++++ Task data ++++
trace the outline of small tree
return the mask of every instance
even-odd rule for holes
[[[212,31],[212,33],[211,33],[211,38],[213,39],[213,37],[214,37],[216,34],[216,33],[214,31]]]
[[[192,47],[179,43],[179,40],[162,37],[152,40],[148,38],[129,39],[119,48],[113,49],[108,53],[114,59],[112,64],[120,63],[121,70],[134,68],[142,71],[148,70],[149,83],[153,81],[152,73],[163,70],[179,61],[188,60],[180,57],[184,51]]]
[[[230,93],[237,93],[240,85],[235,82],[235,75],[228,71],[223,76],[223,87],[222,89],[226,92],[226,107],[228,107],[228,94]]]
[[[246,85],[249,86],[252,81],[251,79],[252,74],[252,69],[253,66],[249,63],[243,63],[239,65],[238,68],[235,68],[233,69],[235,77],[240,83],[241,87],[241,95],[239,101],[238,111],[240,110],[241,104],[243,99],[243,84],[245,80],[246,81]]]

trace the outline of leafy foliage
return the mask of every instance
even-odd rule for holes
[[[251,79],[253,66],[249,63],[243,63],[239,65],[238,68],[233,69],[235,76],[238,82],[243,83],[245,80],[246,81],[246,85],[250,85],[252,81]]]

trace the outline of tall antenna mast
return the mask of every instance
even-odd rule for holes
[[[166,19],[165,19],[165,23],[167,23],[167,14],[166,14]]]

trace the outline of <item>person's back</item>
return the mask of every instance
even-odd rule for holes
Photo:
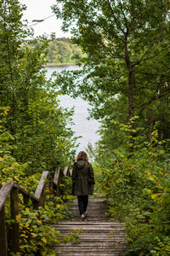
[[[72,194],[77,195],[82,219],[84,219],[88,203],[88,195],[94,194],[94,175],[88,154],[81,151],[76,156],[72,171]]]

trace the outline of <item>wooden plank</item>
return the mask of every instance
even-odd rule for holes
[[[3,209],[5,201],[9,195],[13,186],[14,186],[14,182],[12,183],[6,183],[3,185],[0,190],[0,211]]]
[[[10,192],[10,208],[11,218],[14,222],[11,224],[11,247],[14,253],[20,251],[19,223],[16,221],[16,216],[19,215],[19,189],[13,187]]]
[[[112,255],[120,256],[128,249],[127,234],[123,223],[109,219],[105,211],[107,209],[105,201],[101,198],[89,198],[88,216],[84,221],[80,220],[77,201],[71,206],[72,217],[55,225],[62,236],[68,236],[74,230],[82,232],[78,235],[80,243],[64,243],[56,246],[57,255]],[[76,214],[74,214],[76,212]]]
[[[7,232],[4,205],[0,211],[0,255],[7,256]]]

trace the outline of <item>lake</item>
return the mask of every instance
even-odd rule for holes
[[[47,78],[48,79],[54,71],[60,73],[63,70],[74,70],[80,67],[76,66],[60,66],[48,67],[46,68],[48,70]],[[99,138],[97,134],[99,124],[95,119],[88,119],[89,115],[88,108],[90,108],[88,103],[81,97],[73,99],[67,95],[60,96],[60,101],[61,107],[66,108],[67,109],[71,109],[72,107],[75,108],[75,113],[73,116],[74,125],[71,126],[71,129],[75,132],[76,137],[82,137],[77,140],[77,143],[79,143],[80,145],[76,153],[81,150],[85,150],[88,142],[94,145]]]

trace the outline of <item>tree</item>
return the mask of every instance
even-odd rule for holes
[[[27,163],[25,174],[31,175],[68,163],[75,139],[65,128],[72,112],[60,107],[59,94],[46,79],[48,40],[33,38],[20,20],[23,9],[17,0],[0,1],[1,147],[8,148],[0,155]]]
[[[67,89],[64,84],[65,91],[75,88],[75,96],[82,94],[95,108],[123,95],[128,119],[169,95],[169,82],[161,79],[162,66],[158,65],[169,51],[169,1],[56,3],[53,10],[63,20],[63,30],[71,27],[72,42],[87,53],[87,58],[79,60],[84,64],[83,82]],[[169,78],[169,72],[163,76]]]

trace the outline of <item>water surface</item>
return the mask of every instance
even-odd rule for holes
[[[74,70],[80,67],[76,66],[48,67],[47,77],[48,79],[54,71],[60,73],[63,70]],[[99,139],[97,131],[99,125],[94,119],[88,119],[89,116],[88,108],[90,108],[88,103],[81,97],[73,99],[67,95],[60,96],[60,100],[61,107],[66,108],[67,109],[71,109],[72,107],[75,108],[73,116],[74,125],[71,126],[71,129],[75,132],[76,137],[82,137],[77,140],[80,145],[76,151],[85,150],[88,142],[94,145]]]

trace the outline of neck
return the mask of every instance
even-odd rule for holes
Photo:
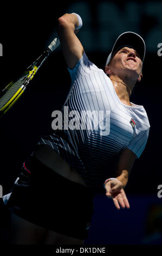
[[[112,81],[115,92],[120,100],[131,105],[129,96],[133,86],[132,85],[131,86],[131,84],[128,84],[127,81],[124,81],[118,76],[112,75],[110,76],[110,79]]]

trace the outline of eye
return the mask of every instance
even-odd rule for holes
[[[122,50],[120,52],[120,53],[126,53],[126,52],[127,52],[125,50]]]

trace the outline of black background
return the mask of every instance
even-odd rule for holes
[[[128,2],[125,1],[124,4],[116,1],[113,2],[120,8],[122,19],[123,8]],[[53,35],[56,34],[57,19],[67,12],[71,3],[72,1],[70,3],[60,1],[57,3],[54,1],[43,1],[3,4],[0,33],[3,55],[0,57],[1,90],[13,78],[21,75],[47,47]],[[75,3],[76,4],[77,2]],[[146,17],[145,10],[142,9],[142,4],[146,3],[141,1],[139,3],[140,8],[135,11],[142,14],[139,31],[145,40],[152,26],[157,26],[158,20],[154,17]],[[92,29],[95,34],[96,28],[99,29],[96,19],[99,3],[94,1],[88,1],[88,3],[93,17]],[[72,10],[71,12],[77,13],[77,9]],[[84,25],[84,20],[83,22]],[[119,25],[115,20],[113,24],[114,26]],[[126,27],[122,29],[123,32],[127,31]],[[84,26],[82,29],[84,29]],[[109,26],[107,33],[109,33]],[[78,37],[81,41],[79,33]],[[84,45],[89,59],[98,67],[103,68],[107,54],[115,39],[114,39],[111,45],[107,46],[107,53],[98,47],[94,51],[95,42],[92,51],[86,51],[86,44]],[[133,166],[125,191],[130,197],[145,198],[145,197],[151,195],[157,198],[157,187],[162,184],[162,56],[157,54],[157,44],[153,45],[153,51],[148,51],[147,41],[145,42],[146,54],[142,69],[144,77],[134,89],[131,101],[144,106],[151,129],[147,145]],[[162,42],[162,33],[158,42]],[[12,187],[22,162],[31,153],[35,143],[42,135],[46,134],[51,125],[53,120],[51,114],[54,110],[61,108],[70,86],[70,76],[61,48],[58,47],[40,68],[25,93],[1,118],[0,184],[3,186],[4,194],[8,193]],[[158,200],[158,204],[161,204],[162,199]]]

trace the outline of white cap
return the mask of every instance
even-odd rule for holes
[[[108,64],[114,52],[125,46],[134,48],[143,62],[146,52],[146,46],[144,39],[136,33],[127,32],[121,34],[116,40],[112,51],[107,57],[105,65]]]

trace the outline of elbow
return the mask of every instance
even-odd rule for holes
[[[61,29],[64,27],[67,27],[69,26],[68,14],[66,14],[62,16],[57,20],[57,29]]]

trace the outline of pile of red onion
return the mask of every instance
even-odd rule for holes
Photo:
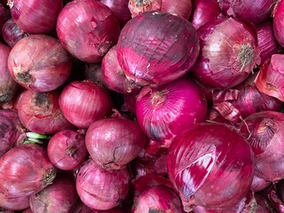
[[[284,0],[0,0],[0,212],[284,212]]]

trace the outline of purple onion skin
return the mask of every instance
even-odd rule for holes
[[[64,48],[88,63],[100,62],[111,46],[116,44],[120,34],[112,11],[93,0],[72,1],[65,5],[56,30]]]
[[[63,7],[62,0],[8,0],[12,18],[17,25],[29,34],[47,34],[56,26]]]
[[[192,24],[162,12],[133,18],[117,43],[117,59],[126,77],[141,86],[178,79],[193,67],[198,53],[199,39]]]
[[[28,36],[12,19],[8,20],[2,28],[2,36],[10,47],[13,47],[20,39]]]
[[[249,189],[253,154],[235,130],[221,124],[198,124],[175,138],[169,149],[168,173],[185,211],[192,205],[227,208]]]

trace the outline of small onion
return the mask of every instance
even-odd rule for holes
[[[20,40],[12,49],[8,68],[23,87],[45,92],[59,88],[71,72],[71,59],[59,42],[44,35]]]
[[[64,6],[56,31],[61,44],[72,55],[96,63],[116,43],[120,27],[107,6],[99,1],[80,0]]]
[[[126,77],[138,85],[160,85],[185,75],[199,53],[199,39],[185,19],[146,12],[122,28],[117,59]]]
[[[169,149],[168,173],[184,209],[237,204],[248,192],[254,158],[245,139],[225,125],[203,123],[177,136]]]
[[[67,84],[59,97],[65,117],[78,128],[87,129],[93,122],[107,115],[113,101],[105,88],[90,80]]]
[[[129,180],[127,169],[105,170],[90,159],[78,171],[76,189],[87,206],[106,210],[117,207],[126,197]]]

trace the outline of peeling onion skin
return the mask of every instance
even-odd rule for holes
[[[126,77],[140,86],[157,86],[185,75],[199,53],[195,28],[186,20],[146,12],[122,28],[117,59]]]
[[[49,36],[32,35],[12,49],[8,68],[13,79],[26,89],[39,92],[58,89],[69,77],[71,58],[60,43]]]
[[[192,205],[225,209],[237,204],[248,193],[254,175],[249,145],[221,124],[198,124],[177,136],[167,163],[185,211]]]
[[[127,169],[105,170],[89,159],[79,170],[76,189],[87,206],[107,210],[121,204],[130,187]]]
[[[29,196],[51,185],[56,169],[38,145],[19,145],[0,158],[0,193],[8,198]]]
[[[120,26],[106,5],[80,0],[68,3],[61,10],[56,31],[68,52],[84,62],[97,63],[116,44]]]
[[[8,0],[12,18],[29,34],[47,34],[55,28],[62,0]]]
++++
Reproduce verbatim the stretch of the material above from the line containing "trace the outline of black background" through the line containing "[[[284,0],[0,0],[0,212],[284,212]]]", including both of those lines. Omit the pictures from your reproduction.

trace the outline of black background
return the mask of every instance
even-odd rule for holes
[[[128,2],[125,1],[124,4],[116,1],[113,2],[120,8],[122,19],[123,8]],[[53,35],[56,34],[57,19],[67,12],[71,3],[72,1],[70,3],[60,1],[57,3],[54,1],[43,1],[3,4],[0,33],[3,55],[0,57],[1,90],[13,78],[21,75],[47,47]],[[75,3],[76,4],[77,2]],[[146,17],[145,10],[142,9],[142,4],[146,3],[141,1],[139,3],[140,8],[135,11],[142,14],[139,31],[145,40],[152,26],[157,26],[158,20],[154,17]],[[92,29],[95,34],[96,28],[99,29],[96,19],[99,3],[94,1],[88,1],[88,3],[93,17]],[[72,10],[71,12],[77,13],[77,9]],[[84,25],[84,20],[83,22]],[[119,25],[115,20],[113,24],[114,26]],[[126,27],[122,29],[123,32],[127,31]],[[84,26],[82,29],[84,29]],[[109,26],[107,33],[109,33]],[[78,37],[81,41],[79,33]],[[84,45],[89,59],[98,67],[103,68],[107,54],[115,39],[114,39],[111,45],[107,46],[107,53],[98,47],[94,51],[95,42],[92,51],[86,51],[86,44]],[[133,166],[125,191],[130,197],[145,198],[145,197],[151,195],[157,198],[157,187],[162,184],[162,56],[157,54],[157,44],[153,45],[153,51],[148,51],[147,41],[145,42],[146,54],[142,69],[144,77],[134,89],[131,101],[144,106],[151,129],[147,145]],[[162,42],[162,33],[158,42]],[[12,187],[22,162],[31,153],[35,143],[42,135],[46,134],[51,125],[53,120],[51,114],[54,110],[61,108],[70,86],[70,76],[61,48],[58,47],[40,68],[25,93],[1,118],[0,184],[3,186],[4,194],[8,193]],[[158,200],[158,204],[161,204],[162,199]]]

trace the outline of white cap
return the mask of every instance
even-odd rule for holes
[[[108,64],[114,52],[125,46],[134,48],[143,62],[146,52],[146,46],[144,39],[136,33],[127,32],[121,34],[116,40],[112,51],[107,57],[105,65]]]

trace the outline of elbow
return the mask of every instance
even-odd rule for holes
[[[61,29],[64,27],[67,27],[69,26],[68,14],[66,14],[62,16],[57,20],[57,29]]]

trace the outline of pile of red onion
return the mask of every instance
even-odd rule for holes
Photo:
[[[284,0],[0,0],[0,212],[284,212]]]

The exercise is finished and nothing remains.